> REQUIREMENTS:
Select every line of the listing below that contains the word "green", and copy each one out. Matching is case-sensitive.

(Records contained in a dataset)
=-=-=-=-=

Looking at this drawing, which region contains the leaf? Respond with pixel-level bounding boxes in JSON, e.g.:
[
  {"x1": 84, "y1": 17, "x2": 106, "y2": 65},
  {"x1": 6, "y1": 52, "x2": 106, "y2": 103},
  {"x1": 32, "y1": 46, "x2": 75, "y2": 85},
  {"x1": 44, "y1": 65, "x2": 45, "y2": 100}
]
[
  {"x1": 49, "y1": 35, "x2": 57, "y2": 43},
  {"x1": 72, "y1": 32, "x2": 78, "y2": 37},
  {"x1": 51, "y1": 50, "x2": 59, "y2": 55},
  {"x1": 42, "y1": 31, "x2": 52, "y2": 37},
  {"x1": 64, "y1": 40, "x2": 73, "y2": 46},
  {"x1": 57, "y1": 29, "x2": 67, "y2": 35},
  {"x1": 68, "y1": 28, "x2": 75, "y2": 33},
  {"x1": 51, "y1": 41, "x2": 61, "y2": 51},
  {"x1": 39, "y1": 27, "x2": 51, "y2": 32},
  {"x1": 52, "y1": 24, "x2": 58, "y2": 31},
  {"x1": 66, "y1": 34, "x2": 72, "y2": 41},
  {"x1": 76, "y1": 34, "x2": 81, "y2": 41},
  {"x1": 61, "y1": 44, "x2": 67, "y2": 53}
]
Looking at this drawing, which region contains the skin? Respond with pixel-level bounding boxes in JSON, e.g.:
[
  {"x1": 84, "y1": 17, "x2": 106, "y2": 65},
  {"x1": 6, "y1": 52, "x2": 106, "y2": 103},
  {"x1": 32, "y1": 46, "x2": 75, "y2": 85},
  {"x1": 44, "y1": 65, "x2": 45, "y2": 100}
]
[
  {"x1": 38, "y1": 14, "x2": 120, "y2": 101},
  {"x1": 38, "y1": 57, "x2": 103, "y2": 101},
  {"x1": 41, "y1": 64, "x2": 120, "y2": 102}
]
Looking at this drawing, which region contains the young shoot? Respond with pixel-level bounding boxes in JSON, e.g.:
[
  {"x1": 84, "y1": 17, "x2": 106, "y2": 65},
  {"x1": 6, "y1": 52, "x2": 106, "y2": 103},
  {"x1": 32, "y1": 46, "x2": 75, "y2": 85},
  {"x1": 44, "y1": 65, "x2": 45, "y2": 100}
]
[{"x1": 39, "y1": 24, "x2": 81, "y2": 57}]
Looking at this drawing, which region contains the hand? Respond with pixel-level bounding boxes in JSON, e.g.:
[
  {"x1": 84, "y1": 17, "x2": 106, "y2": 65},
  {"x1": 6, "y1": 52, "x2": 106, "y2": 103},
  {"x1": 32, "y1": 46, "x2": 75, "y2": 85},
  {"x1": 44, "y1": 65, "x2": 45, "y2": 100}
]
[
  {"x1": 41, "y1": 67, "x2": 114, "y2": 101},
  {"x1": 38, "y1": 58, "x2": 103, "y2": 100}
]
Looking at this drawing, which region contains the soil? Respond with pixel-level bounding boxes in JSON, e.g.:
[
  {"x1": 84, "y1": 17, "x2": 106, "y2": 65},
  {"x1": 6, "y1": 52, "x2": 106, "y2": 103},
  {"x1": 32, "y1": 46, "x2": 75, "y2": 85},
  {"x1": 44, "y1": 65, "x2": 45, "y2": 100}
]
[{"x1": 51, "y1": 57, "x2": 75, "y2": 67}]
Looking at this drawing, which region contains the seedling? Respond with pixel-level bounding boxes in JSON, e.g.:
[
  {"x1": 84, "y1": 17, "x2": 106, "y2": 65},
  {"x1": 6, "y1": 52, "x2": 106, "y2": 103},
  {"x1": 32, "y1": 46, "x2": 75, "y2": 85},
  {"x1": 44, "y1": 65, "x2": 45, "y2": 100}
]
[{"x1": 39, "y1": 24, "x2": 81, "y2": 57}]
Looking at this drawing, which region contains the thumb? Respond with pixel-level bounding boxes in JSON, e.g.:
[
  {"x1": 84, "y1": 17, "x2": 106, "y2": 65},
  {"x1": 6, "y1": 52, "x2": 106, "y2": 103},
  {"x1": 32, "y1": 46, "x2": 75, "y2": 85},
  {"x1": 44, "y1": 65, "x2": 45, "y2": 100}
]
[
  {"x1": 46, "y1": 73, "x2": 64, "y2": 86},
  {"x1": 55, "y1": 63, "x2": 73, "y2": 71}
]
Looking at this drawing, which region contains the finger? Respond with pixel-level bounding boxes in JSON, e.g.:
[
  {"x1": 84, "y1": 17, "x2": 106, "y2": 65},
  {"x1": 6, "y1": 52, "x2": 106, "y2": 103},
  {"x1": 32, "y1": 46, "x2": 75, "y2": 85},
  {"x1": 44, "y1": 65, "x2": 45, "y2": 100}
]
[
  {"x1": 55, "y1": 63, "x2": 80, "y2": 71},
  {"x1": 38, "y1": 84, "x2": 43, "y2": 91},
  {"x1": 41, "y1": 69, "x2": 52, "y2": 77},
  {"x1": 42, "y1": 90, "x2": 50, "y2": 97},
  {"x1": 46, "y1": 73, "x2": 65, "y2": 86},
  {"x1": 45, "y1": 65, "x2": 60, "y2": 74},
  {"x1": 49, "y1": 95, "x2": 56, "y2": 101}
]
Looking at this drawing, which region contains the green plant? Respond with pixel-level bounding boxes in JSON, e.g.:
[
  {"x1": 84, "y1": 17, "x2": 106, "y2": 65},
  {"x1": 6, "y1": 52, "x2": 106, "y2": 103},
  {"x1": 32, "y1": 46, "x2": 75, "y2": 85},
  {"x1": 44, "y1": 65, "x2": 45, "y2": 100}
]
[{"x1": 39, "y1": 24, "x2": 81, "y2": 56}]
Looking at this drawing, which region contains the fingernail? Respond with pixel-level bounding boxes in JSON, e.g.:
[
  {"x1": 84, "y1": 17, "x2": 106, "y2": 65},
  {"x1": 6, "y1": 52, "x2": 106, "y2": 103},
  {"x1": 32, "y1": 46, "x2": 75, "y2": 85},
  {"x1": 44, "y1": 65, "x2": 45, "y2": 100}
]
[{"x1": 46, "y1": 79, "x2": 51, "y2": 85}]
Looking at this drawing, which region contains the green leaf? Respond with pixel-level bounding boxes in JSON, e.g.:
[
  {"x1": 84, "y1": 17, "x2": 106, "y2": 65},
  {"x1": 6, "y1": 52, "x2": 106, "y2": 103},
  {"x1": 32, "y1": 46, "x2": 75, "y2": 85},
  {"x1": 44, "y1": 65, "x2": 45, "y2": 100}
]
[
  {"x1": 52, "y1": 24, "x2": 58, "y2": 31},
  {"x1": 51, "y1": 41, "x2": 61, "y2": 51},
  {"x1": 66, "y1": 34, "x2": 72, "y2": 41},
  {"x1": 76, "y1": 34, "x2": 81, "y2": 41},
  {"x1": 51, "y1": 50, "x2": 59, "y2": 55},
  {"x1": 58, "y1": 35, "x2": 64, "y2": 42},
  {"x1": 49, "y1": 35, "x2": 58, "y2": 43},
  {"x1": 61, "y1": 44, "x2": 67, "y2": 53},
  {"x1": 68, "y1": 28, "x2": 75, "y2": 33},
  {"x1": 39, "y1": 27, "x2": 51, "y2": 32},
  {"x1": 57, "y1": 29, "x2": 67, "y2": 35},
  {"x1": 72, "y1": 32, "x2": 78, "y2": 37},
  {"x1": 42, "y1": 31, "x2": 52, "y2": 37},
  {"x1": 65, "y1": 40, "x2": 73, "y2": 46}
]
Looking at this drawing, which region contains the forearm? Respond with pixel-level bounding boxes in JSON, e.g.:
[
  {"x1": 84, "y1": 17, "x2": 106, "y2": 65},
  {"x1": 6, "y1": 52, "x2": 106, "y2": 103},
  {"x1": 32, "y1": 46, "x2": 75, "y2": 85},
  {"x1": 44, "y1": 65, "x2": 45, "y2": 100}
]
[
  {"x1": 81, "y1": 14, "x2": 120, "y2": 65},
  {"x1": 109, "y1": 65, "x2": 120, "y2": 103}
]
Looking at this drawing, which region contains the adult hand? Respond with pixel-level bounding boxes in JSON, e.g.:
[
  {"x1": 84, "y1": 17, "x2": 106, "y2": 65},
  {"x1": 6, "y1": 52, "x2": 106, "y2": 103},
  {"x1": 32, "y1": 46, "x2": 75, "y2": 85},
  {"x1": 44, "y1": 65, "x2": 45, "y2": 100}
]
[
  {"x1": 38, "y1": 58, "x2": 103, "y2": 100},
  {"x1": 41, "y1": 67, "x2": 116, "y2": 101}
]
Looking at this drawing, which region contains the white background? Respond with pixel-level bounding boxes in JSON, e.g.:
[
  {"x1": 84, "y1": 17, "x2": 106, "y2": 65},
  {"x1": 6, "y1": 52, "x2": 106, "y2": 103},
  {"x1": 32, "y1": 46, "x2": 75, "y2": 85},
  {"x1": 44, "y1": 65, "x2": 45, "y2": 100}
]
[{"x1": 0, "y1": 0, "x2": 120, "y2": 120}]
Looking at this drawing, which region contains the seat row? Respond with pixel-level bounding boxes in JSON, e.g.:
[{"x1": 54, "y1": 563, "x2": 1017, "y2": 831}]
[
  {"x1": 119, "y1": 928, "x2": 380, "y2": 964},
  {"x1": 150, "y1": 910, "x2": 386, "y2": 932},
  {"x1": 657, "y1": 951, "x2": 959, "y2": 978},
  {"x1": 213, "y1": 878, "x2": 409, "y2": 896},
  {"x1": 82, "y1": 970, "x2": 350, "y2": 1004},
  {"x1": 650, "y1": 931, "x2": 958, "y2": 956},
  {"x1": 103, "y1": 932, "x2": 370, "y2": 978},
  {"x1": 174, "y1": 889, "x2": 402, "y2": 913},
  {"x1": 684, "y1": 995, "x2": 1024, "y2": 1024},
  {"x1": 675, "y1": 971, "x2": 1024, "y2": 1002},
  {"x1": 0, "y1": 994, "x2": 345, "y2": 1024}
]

=-=-=-=-=

> CORRECT RESPONSE:
Looking at this drawing, which region contains the green plant? Respond with pixel-level bounding boxes in JSON, e.g.:
Looking at this drawing, which region contains the green leaf? Respond with pixel-level bounding boxes in JSON, e.g.:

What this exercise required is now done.